*Problem details*
The word "headlight" occurs in some of the lines below; copy each of those lines.

*Raw data*
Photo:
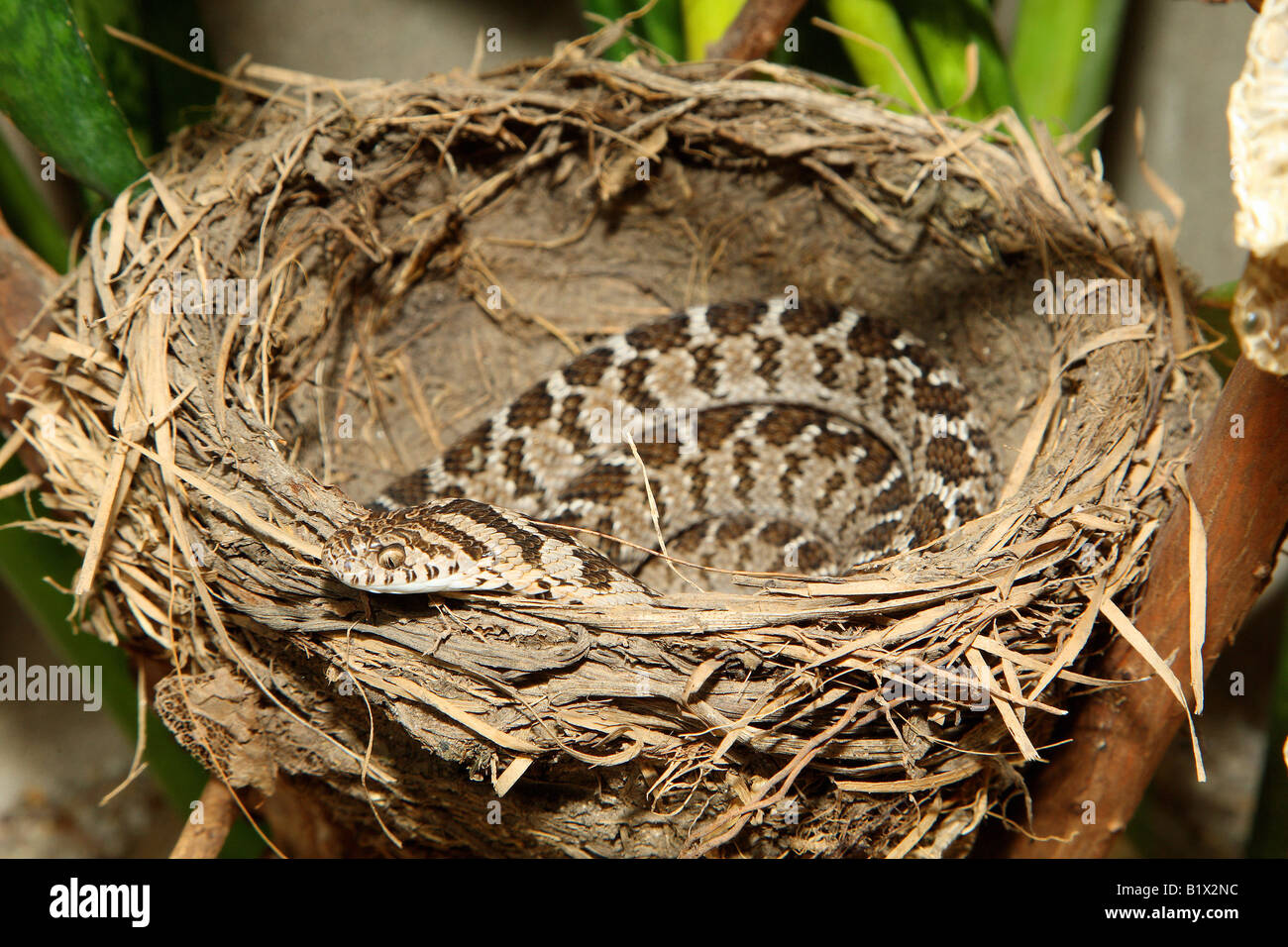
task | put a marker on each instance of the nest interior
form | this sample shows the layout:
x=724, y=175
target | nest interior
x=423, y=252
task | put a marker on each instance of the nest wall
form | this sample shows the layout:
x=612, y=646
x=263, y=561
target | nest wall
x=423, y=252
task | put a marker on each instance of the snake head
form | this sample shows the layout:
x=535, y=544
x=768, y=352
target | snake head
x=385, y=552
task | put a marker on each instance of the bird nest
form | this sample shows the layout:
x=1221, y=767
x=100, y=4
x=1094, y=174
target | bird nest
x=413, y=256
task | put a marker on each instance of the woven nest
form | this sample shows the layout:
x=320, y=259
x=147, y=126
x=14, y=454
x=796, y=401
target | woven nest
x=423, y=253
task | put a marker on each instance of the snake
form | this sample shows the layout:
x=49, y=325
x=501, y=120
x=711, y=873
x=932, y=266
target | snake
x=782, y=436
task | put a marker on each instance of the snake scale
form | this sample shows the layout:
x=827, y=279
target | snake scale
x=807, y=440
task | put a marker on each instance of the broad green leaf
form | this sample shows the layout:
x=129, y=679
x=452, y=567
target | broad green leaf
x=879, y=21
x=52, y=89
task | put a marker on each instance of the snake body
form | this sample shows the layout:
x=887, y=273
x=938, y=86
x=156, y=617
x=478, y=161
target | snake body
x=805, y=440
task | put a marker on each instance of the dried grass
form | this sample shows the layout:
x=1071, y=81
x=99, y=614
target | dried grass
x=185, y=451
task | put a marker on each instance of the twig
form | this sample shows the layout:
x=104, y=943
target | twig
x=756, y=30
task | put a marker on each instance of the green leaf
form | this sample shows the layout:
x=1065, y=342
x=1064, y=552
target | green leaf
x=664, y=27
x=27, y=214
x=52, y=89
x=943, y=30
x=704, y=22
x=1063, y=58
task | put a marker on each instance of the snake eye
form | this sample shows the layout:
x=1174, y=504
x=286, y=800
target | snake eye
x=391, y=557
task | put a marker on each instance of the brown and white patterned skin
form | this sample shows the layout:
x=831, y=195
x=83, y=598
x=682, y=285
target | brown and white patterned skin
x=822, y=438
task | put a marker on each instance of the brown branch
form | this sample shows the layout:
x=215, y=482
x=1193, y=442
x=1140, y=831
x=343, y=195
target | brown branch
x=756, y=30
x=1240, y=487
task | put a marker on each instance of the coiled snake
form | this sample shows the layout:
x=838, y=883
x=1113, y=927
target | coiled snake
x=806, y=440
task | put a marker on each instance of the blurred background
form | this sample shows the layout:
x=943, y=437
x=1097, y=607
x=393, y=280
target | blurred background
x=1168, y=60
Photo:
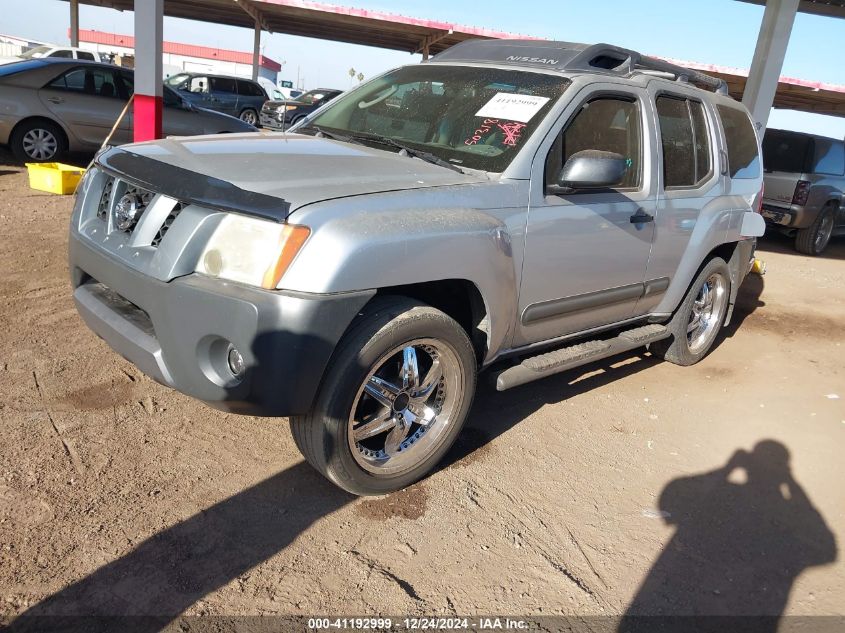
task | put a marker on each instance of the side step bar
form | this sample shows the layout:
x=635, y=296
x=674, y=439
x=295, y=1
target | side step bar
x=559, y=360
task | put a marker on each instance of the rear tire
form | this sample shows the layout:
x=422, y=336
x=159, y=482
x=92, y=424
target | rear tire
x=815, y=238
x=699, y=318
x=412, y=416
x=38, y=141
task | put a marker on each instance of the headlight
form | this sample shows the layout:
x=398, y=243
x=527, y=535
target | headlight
==
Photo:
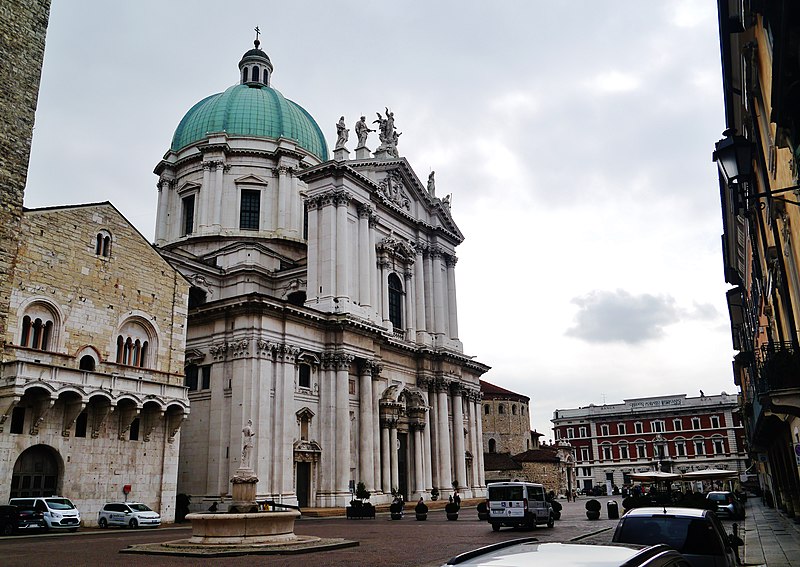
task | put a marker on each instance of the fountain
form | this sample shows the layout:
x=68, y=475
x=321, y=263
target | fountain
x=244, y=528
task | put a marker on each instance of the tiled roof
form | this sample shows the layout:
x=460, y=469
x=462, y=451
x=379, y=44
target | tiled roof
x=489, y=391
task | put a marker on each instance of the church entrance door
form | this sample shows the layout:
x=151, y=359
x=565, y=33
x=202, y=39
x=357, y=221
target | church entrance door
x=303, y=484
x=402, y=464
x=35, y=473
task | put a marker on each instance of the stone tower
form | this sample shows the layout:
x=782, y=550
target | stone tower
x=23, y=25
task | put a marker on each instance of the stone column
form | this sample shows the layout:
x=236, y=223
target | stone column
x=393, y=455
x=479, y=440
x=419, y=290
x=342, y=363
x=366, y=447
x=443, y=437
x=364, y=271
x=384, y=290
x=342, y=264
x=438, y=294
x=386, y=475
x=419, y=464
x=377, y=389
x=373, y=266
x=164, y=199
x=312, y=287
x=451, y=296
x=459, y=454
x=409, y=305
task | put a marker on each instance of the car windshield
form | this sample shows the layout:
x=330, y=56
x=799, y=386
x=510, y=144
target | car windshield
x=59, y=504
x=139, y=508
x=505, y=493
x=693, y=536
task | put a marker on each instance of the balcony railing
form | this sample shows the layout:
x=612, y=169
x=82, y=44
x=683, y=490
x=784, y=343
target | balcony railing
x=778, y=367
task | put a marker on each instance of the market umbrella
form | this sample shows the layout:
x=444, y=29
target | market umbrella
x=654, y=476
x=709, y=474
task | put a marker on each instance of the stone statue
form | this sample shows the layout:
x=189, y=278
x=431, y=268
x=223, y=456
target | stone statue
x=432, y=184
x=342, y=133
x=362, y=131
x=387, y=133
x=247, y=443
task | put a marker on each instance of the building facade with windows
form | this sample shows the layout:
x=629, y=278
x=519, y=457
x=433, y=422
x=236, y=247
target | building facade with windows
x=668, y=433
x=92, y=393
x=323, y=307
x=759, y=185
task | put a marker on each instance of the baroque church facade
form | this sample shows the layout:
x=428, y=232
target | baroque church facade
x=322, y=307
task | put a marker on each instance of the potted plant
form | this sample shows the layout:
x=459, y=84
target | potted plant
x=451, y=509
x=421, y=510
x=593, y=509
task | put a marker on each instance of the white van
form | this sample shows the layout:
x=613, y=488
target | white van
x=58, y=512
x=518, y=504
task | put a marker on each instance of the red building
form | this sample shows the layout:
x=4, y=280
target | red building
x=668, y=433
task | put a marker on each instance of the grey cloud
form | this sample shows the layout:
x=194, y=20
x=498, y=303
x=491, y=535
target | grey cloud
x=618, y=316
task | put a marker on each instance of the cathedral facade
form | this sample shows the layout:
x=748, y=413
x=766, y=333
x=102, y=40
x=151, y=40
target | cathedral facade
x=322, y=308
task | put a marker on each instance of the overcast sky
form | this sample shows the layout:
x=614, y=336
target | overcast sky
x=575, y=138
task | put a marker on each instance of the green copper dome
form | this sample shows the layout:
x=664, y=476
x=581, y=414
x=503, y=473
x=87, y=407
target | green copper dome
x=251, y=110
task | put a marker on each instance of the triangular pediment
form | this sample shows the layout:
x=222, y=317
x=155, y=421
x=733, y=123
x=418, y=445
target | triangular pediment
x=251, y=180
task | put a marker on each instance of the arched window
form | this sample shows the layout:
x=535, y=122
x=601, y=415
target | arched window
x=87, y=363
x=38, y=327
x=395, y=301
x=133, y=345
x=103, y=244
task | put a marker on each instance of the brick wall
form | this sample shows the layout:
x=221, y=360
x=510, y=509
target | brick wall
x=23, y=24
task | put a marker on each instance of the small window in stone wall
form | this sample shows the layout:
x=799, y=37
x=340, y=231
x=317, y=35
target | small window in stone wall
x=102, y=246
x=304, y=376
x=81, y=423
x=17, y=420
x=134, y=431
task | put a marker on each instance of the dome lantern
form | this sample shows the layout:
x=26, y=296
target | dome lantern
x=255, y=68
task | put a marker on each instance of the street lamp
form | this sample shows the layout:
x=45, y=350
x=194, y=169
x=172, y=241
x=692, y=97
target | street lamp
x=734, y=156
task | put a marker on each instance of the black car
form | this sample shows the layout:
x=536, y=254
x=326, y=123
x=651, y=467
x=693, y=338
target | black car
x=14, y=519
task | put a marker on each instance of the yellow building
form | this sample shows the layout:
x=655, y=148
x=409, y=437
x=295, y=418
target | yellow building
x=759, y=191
---
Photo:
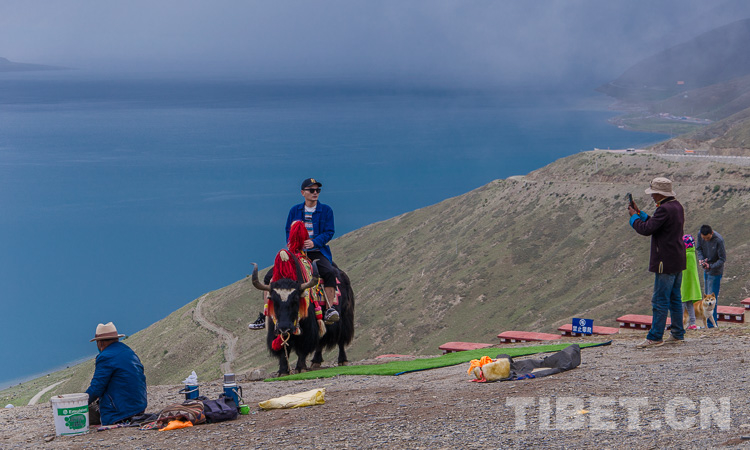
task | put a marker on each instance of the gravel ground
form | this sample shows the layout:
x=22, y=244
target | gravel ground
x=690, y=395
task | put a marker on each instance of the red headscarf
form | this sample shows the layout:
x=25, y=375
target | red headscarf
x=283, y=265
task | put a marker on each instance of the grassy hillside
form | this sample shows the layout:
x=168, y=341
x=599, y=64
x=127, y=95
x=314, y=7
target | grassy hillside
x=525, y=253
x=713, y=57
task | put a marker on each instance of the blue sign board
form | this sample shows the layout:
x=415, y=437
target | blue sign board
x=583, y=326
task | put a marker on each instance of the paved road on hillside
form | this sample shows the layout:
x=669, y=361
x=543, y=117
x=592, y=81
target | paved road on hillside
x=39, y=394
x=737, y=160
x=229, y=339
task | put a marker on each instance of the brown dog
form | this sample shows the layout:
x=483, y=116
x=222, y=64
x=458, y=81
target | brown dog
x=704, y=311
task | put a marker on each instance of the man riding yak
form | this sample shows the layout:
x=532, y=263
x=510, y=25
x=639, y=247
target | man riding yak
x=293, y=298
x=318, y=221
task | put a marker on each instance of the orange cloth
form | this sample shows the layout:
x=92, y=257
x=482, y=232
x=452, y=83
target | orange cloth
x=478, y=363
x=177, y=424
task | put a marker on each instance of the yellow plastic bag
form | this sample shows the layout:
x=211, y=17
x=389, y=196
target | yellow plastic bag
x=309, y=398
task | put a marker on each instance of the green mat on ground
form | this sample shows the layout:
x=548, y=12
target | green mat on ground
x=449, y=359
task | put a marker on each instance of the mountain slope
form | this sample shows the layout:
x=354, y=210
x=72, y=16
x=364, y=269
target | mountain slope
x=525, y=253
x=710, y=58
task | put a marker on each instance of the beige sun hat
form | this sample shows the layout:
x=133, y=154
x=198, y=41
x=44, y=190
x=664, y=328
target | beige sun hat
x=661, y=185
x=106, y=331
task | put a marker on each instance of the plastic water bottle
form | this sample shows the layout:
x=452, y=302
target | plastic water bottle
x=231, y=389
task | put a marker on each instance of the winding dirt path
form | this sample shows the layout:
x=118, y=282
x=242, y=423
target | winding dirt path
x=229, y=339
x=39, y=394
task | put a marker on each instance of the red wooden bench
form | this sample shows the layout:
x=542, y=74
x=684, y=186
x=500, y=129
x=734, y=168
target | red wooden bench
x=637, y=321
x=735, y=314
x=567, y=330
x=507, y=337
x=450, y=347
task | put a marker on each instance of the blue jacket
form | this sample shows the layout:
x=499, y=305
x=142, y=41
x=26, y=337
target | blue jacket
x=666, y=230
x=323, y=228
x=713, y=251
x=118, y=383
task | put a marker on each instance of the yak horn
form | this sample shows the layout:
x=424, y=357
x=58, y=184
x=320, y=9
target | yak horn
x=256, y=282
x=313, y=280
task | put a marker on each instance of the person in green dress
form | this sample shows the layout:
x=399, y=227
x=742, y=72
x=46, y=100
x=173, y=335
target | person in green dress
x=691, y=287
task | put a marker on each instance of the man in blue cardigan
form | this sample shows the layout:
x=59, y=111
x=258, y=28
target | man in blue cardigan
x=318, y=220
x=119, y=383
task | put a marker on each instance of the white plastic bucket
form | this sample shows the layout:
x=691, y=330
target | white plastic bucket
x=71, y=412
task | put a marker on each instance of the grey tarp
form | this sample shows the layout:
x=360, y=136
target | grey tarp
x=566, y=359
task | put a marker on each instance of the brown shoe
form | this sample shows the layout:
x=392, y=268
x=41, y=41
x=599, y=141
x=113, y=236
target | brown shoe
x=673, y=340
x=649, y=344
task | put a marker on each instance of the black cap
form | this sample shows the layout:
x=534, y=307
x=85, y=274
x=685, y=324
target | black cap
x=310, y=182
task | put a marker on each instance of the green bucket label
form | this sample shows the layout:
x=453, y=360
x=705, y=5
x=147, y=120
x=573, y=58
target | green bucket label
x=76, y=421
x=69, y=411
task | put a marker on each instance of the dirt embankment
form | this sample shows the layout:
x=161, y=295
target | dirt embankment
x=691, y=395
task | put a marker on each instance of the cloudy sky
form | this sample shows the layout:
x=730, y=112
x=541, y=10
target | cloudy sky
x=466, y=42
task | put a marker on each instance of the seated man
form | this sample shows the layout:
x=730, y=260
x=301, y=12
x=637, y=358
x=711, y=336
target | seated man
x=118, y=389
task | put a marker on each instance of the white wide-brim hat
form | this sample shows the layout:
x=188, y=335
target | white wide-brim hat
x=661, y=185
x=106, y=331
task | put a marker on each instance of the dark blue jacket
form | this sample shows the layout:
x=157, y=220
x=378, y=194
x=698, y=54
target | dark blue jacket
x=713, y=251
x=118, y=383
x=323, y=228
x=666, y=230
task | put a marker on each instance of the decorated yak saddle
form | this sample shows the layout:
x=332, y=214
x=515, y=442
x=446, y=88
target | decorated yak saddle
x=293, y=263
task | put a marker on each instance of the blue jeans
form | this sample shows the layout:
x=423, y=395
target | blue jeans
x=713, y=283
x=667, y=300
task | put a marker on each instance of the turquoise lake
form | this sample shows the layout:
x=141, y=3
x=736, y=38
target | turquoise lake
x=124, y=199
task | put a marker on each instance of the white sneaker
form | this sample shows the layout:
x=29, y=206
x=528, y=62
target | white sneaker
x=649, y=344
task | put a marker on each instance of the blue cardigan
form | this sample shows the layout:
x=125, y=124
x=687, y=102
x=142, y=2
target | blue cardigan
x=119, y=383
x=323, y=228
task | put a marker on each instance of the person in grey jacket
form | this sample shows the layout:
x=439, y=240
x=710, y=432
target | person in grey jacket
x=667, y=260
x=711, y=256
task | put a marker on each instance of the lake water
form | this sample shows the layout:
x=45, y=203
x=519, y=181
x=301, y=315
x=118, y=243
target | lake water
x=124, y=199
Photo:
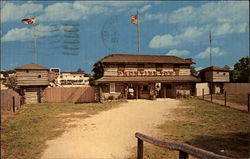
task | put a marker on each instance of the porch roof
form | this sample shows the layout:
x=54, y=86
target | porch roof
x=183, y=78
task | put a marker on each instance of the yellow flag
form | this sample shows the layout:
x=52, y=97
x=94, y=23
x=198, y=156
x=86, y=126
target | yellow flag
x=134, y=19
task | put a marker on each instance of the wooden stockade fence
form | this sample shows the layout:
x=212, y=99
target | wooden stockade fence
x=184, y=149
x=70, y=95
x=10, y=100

*Answer section*
task | put a marker on each instance of the headlight
target | headlight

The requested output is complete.